_Directions_:
Find each line in the records below that contains the string "metal", matching case exactly, and copy those lines out in full.

_Data entries_:

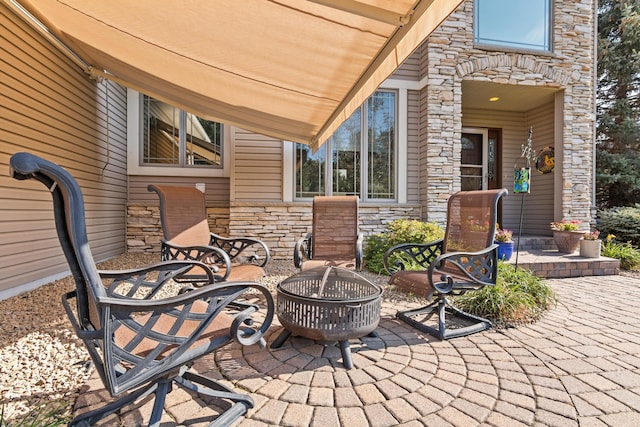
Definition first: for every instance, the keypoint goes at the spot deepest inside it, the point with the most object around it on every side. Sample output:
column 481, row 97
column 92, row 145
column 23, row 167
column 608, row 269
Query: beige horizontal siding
column 257, row 167
column 52, row 109
column 413, row 147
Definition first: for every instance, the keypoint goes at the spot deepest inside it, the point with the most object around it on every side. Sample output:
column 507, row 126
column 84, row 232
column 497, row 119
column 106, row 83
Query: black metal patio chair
column 334, row 239
column 185, row 227
column 142, row 338
column 466, row 259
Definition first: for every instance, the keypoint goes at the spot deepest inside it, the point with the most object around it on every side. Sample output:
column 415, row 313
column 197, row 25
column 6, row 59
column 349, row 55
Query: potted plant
column 567, row 235
column 590, row 245
column 503, row 239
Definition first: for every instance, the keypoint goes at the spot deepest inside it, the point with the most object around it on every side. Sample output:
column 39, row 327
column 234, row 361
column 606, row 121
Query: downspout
column 594, row 208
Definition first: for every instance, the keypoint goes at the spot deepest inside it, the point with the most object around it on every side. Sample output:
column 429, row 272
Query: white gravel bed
column 41, row 359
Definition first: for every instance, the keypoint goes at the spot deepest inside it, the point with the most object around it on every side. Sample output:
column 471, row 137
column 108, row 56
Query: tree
column 618, row 103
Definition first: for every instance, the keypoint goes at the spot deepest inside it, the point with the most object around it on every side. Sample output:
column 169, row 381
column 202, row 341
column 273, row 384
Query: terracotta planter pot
column 590, row 248
column 567, row 241
column 505, row 250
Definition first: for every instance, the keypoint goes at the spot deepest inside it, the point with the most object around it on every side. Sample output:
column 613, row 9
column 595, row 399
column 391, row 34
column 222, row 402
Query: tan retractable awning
column 291, row 69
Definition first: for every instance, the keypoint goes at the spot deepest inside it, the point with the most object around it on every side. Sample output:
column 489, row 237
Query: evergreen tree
column 618, row 103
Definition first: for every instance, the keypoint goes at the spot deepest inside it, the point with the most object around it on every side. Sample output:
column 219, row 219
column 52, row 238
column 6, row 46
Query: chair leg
column 444, row 308
column 198, row 383
column 241, row 403
column 91, row 417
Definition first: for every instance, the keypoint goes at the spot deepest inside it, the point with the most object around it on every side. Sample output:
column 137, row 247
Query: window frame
column 135, row 145
column 399, row 148
column 514, row 46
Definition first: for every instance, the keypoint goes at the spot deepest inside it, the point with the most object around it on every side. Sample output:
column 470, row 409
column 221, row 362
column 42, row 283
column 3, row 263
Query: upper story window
column 174, row 137
column 517, row 24
column 359, row 158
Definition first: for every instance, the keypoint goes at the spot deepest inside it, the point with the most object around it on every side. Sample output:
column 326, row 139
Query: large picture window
column 339, row 167
column 518, row 24
column 174, row 137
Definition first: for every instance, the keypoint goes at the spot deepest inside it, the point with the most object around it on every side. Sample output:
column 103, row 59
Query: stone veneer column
column 452, row 57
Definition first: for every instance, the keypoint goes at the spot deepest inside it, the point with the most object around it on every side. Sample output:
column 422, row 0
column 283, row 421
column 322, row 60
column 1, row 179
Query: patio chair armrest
column 407, row 256
column 150, row 337
column 144, row 280
column 214, row 257
column 302, row 250
column 250, row 250
column 458, row 272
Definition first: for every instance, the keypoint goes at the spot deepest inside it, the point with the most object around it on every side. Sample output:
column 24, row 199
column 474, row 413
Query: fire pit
column 328, row 304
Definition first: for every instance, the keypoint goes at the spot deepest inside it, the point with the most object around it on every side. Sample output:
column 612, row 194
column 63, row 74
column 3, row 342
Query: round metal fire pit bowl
column 328, row 304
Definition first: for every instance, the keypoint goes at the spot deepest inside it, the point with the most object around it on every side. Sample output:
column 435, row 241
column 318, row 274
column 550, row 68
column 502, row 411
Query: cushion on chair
column 218, row 328
column 349, row 264
column 243, row 272
column 414, row 282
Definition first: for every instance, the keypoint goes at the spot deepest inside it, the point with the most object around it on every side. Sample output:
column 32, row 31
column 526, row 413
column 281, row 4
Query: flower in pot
column 566, row 225
column 504, row 239
column 590, row 245
column 566, row 235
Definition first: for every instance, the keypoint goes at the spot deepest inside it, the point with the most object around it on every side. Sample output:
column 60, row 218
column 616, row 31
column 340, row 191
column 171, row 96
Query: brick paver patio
column 578, row 366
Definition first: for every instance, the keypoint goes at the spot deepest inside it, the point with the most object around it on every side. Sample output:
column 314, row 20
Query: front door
column 480, row 159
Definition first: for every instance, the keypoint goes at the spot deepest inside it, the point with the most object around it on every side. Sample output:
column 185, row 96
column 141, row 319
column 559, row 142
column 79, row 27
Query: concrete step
column 540, row 255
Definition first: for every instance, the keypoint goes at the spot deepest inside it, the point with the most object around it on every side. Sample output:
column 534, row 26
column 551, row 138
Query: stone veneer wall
column 453, row 57
column 279, row 225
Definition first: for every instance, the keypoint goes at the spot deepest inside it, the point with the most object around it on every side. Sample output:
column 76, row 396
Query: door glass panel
column 471, row 167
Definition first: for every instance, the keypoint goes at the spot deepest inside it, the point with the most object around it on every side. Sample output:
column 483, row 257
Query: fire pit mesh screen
column 329, row 303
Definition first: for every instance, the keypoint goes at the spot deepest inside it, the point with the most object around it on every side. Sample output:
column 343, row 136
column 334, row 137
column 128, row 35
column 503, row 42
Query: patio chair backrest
column 68, row 206
column 183, row 214
column 335, row 227
column 471, row 220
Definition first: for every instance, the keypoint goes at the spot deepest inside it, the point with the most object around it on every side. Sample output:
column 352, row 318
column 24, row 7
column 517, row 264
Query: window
column 519, row 24
column 174, row 137
column 339, row 168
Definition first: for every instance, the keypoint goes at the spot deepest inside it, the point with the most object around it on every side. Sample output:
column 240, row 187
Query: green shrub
column 623, row 222
column 628, row 254
column 398, row 231
column 518, row 296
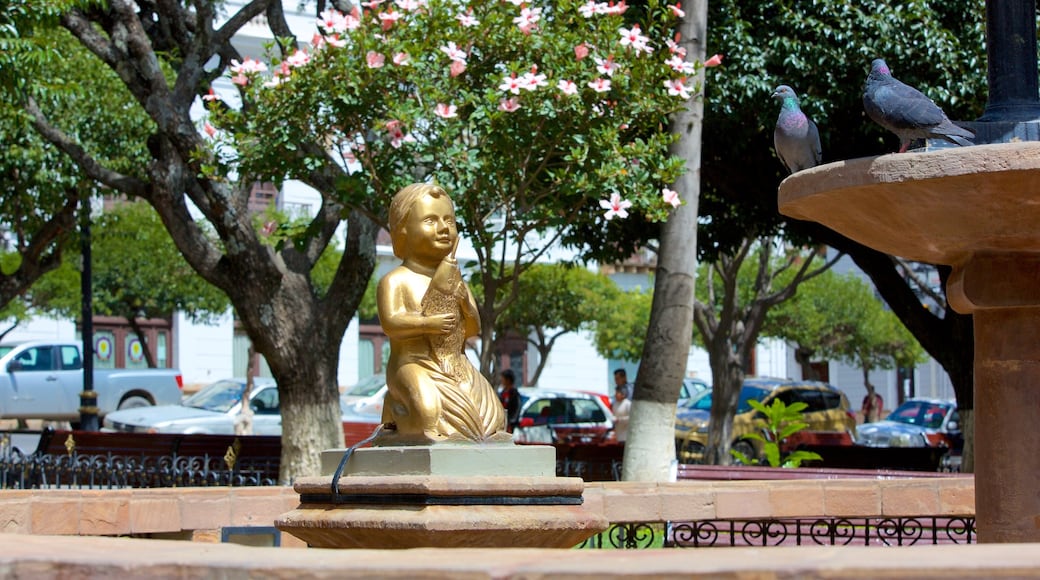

_Output_:
Query: black metal patio chair
Query: round metal fire pit bowl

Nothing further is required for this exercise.